TEXT TO READ:

┌──

Tuesday, May 17, 2011

Pearl Jam

Sound Familiar?

“Jeremy,” “Even Flow,” “Better Man”

Who Are They?

Arguably the most successful (and radio-friendly) band of the Big Four Grunge Acts©.

It all started with Stone Gossard, Jeff Ament, and a little band called Green River in the mid-‘80s. When that project disbanded, Stone and Jeff teamed up with Andrew Wood to form another little band called Mother Love Bone. After Andrew’s unfortunate death in 1990, Mother Love Bone called it quits and Stone and Jeff began jamming with prospective Pearl Jammer Mike McCready. Then they realized that not having a drummer or a singer was kind of counterproductive.

Cue gas station employee Eddie Vedder. Eddie was already the lead vocalist for a local band called Bad Radio when he received a demo tape from Stone and the gang. He recorded vocals for three songs (including a little ditty called “Alive”) and sent the tape back. Stone, Jeff, and Mike’s collective eargasm resulted in Eddie's being flown to Seattle, where he auditioned (was there really any need for an audition?) and joined the band within a week.

└──

TASK SET:
(1) In the Pearl Jam text, which local band was Eddie Vedder already the lead vocalist for when he received the demo tape?
(2) Repeat, word for word, the stretch of the Pearl Jam text that opens with the words containing "Tuesday, May 17, 2011" and closes with "kind of counterproductive.".

SUPPLIED DATA:
┌──

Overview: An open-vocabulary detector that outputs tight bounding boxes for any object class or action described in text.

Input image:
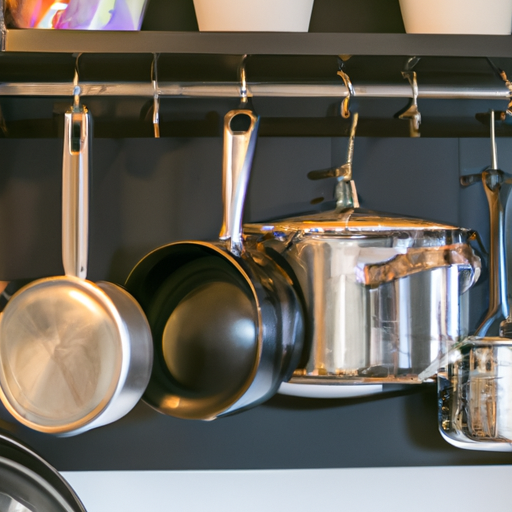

└──

SOLUTIONS TO THE PROBLEMS:
(1) Bad Radio.

(2)
Tuesday, May 17, 2011

Pearl Jam

Sound Familiar?

“Jeremy,” “Even Flow,” “Better Man”

Who Are They?

Arguably the most successful (and radio-friendly) band of the Big Four Grunge Acts©.

It all started with Stone Gossard, Jeff Ament, and a little band called Green River in the mid-‘80s. When that project disbanded, Stone and Jeff teamed up with Andrew Wood to form another little band called Mother Love Bone. After Andrew’s unfortunate death in 1990, Mother Love Bone called it quits and Stone and Jeff began jamming with prospective Pearl Jammer Mike McCready. Then they realized that not having a drummer or a singer was kind of counterproductive.